__Extract provided__.
** begin **

Pellegrin studied architecture at L’Università La Sapienza, in Rome, and after three years he decided to change career directions and left to study photography at Istituto Italiano di Fotografia in Rome, from 1986 to 1987. During these years, he met the Italian photographer Enzo Ragazzini, who became his mentor.

 

Between 1987 and 1990 he began working on his first photography projects in Italy, concentrating on immigration, the circus and homelessness. He was also working as an assistant for a number of photographers and videographers. In 1991, after completing a well-paid assignment for the Italian state TV channel, he bought a second-hand car, filled it with his prints and negatives, and moved to Paris where he met Christian Caujolle, who invited him to join Agence VU’, which represented him for nine years.

** end **

__Task set__.
**A)** Summarize the biographical text about Pellegrin in two sentences.
**B)** Reproduce the biographical text about Pellegrin word for word, starting at "Between 1987 and" and ending at "for nine years.".

__Dataset rows__.
** begin **

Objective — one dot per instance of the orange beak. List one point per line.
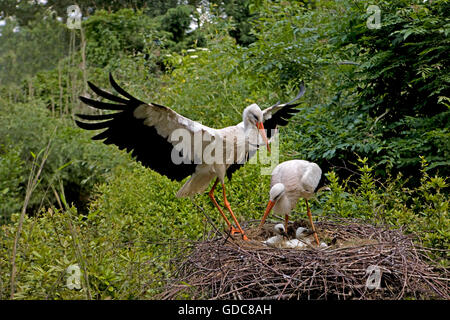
(268, 209)
(262, 132)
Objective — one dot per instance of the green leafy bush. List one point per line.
(25, 130)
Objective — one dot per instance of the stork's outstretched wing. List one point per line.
(274, 116)
(144, 129)
(279, 114)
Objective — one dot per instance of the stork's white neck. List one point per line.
(283, 205)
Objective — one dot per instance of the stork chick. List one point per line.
(290, 181)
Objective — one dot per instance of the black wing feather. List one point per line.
(131, 134)
(279, 118)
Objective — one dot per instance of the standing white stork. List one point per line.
(151, 132)
(290, 181)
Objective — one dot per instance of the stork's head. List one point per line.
(276, 192)
(253, 118)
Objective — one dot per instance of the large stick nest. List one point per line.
(229, 268)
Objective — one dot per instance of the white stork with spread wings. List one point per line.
(152, 133)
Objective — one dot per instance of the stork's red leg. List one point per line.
(227, 204)
(286, 221)
(213, 199)
(308, 210)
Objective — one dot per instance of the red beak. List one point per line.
(266, 213)
(263, 134)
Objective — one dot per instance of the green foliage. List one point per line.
(375, 105)
(110, 35)
(177, 21)
(21, 53)
(422, 211)
(403, 81)
(26, 129)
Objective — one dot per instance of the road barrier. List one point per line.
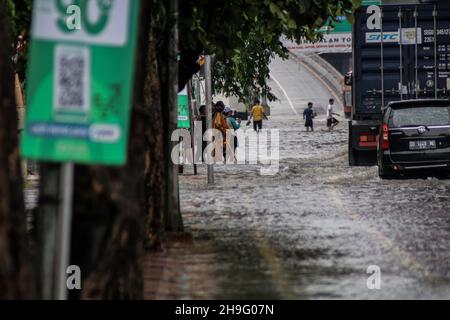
(324, 71)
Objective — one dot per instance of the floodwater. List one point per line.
(314, 229)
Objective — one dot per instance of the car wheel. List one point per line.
(385, 173)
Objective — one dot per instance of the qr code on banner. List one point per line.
(72, 79)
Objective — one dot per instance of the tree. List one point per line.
(16, 267)
(245, 35)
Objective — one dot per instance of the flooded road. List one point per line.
(312, 230)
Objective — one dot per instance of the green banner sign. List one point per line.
(80, 81)
(184, 121)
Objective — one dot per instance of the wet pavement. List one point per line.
(312, 230)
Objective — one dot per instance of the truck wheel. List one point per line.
(352, 153)
(353, 157)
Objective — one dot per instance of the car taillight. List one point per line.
(385, 137)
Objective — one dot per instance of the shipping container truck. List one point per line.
(400, 52)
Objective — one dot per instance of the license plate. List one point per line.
(422, 145)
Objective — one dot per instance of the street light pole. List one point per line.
(208, 93)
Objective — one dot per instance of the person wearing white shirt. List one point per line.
(331, 121)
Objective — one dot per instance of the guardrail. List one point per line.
(324, 71)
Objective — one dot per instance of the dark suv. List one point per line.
(414, 137)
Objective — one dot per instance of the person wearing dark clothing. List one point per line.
(308, 116)
(203, 118)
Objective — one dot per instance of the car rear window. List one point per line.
(420, 116)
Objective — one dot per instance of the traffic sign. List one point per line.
(80, 81)
(342, 25)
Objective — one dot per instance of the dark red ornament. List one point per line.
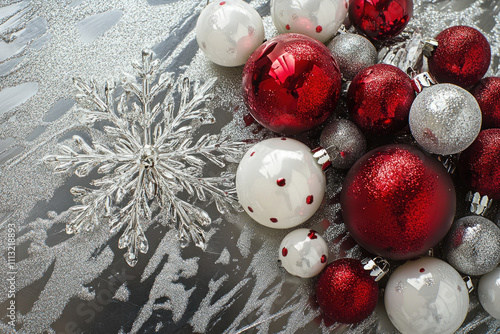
(346, 292)
(291, 83)
(479, 164)
(379, 99)
(380, 19)
(487, 94)
(462, 56)
(397, 202)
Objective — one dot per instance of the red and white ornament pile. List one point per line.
(398, 201)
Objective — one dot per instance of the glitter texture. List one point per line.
(445, 119)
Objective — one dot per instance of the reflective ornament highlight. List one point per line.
(291, 84)
(303, 253)
(426, 296)
(353, 53)
(487, 94)
(279, 183)
(479, 166)
(489, 292)
(397, 202)
(319, 19)
(462, 57)
(445, 119)
(472, 245)
(380, 19)
(229, 31)
(344, 142)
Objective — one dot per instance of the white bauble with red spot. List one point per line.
(303, 253)
(229, 31)
(319, 19)
(279, 183)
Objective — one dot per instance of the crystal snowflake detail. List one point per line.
(149, 158)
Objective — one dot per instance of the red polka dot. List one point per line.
(310, 199)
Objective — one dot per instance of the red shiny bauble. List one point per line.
(397, 202)
(291, 83)
(479, 164)
(346, 292)
(380, 19)
(462, 56)
(487, 94)
(379, 99)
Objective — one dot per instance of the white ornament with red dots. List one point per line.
(319, 19)
(303, 253)
(426, 296)
(229, 31)
(279, 183)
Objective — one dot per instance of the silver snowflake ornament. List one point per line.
(149, 157)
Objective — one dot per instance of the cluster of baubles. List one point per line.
(397, 201)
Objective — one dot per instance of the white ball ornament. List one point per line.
(279, 183)
(319, 19)
(303, 253)
(426, 296)
(229, 31)
(489, 292)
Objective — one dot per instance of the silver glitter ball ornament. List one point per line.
(445, 119)
(472, 246)
(344, 142)
(353, 53)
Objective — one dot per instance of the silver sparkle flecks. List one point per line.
(445, 119)
(344, 142)
(353, 53)
(152, 159)
(472, 245)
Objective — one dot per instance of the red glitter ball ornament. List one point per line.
(397, 202)
(487, 94)
(462, 56)
(346, 292)
(380, 19)
(379, 99)
(291, 83)
(479, 164)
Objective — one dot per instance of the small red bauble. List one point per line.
(380, 19)
(462, 56)
(479, 164)
(291, 83)
(397, 202)
(346, 292)
(379, 99)
(487, 94)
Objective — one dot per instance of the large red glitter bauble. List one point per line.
(462, 56)
(397, 202)
(380, 19)
(346, 292)
(487, 94)
(479, 164)
(291, 83)
(379, 99)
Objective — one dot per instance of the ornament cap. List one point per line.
(377, 266)
(423, 80)
(478, 204)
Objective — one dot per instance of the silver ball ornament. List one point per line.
(489, 292)
(445, 119)
(353, 53)
(472, 246)
(344, 142)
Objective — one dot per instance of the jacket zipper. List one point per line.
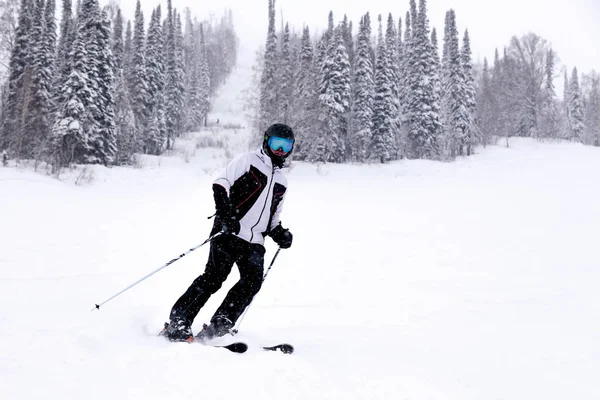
(264, 205)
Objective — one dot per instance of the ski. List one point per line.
(236, 347)
(284, 348)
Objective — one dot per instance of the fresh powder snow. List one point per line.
(475, 279)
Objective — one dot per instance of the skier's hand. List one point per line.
(283, 237)
(231, 226)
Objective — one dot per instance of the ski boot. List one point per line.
(219, 326)
(178, 331)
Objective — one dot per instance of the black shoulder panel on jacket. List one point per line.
(246, 190)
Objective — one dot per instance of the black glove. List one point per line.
(283, 237)
(231, 225)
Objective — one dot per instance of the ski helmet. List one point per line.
(279, 142)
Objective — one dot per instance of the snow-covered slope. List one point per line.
(415, 280)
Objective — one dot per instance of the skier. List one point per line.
(249, 195)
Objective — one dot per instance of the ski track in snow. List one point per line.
(415, 280)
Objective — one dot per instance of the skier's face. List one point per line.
(280, 146)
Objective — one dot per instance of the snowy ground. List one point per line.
(415, 280)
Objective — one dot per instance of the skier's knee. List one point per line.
(253, 283)
(207, 284)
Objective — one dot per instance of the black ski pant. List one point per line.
(225, 250)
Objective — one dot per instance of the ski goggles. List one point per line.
(277, 143)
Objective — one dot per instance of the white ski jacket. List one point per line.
(256, 190)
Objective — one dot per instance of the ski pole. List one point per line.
(264, 277)
(97, 306)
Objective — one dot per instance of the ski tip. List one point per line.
(237, 347)
(284, 348)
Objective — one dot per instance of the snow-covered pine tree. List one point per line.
(457, 120)
(385, 110)
(549, 116)
(155, 78)
(592, 109)
(179, 74)
(269, 93)
(189, 45)
(84, 131)
(65, 44)
(305, 98)
(364, 87)
(117, 46)
(70, 131)
(138, 80)
(485, 104)
(205, 93)
(335, 92)
(285, 79)
(19, 82)
(199, 86)
(496, 82)
(348, 38)
(400, 83)
(576, 108)
(103, 143)
(470, 138)
(566, 106)
(393, 70)
(38, 109)
(124, 118)
(438, 77)
(423, 104)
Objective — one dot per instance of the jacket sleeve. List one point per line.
(280, 199)
(234, 169)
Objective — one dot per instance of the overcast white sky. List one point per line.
(570, 25)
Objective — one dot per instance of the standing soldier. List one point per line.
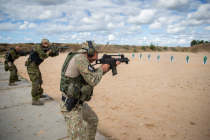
(10, 57)
(187, 59)
(204, 59)
(172, 59)
(140, 56)
(158, 58)
(78, 78)
(37, 56)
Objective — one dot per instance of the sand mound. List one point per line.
(147, 100)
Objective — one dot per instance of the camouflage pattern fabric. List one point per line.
(13, 73)
(12, 68)
(35, 74)
(81, 122)
(36, 79)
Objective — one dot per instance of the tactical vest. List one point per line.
(77, 87)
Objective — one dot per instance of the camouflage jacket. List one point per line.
(78, 77)
(11, 55)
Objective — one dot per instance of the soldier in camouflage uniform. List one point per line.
(78, 79)
(37, 56)
(10, 57)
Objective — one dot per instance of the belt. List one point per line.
(71, 100)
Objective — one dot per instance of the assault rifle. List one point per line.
(111, 60)
(55, 48)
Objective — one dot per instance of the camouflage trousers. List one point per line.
(36, 79)
(13, 73)
(81, 122)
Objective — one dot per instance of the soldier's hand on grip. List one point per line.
(105, 67)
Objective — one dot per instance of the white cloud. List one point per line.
(46, 14)
(203, 13)
(145, 16)
(155, 25)
(8, 26)
(175, 28)
(208, 28)
(173, 4)
(27, 25)
(111, 37)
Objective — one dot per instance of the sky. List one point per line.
(124, 22)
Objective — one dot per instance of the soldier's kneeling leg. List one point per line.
(35, 91)
(92, 121)
(76, 125)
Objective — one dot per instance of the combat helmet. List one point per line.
(90, 48)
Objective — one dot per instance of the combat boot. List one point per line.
(43, 96)
(37, 102)
(12, 84)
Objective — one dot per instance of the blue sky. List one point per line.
(133, 22)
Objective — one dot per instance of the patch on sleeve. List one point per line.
(91, 68)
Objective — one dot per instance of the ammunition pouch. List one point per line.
(6, 66)
(54, 52)
(86, 93)
(70, 103)
(34, 57)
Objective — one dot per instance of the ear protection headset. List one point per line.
(91, 50)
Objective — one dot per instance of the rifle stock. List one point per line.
(111, 60)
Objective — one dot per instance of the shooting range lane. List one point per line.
(19, 120)
(147, 99)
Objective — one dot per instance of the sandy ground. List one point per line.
(147, 100)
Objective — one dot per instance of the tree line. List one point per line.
(196, 42)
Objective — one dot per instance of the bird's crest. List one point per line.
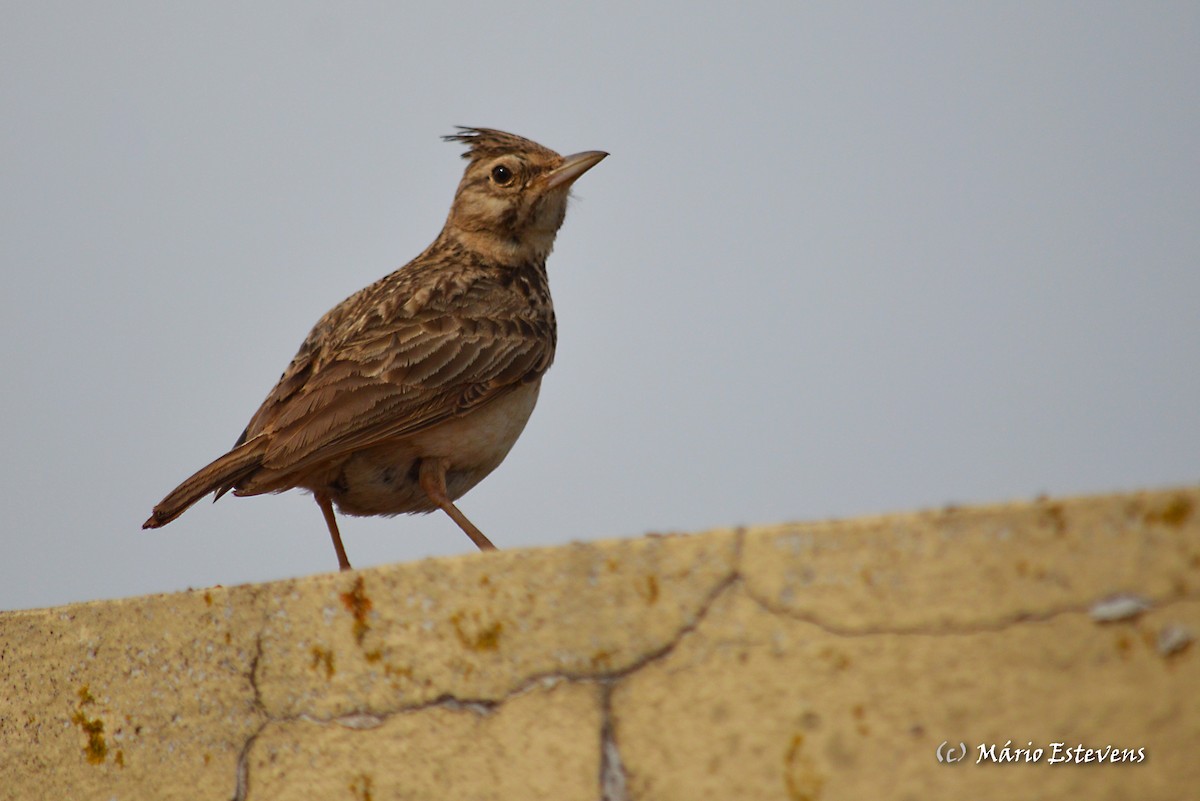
(485, 143)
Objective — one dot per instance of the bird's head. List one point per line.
(513, 197)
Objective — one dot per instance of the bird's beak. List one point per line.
(574, 167)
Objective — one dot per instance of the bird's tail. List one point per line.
(221, 476)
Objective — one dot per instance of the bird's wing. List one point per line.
(395, 380)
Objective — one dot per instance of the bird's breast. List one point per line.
(383, 480)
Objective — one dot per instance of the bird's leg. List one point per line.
(433, 482)
(327, 509)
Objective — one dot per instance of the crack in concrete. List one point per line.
(613, 776)
(953, 628)
(612, 772)
(613, 780)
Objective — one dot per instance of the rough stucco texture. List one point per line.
(793, 662)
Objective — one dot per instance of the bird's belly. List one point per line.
(383, 480)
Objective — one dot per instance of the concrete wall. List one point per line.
(798, 662)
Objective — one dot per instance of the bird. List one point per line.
(411, 391)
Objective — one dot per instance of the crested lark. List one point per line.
(411, 391)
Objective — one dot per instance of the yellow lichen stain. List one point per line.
(601, 658)
(358, 604)
(801, 777)
(1175, 513)
(397, 672)
(1056, 517)
(96, 748)
(648, 588)
(859, 714)
(478, 637)
(323, 657)
(361, 787)
(837, 660)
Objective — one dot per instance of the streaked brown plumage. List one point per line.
(411, 391)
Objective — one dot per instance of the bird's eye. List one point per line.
(502, 175)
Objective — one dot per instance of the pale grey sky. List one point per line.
(844, 259)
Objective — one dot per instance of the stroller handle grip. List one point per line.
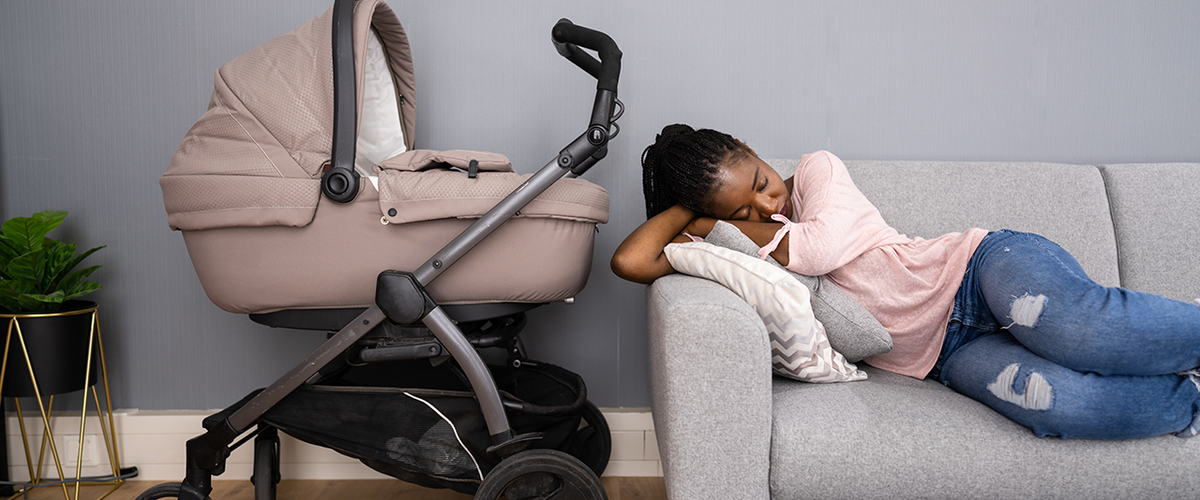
(569, 37)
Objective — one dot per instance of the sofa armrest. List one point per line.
(711, 390)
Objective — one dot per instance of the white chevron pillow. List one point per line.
(799, 348)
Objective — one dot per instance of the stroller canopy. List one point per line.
(256, 156)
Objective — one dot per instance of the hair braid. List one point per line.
(682, 166)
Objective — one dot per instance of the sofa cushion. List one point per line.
(1157, 227)
(852, 331)
(899, 437)
(798, 344)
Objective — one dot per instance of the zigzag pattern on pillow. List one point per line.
(808, 357)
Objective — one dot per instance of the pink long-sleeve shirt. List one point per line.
(907, 284)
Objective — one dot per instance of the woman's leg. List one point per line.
(997, 371)
(1041, 294)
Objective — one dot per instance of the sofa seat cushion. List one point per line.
(895, 437)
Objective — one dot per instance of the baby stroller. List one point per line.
(304, 205)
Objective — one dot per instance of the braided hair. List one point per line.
(682, 167)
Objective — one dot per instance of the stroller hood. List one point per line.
(256, 156)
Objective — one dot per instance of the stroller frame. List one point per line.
(401, 296)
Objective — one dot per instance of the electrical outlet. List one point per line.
(71, 450)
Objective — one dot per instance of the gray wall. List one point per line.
(96, 95)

** end **

__List of solutions__.
**A)** After three years of studying architecture at L’Università La Sapienza in Rome, Pellegrin switched to photography at the Istituto Italiano di Fotografia from 1986 to 1987, and during those years he met Enzo Ragazzini, who became his mentor. He worked on projects in Italy about immigration, the circus and homelessness while assisting other photographers and videographers, then moved to Paris in 1991, where Christian Caujolle invited him to join Agence VU’, which represented him for nine years.

**B)**
Between 1987 and 1990 he began working on his first photography projects in Italy, concentrating on immigration, the circus and homelessness. He was also working as an assistant for a number of photographers and videographers. In 1991, after completing a well-paid assignment for the Italian state TV channel, he bought a second-hand car, filled it with his prints and negatives, and moved to Paris where he met Christian Caujolle, who invited him to join Agence VU’, which represented him for nine years.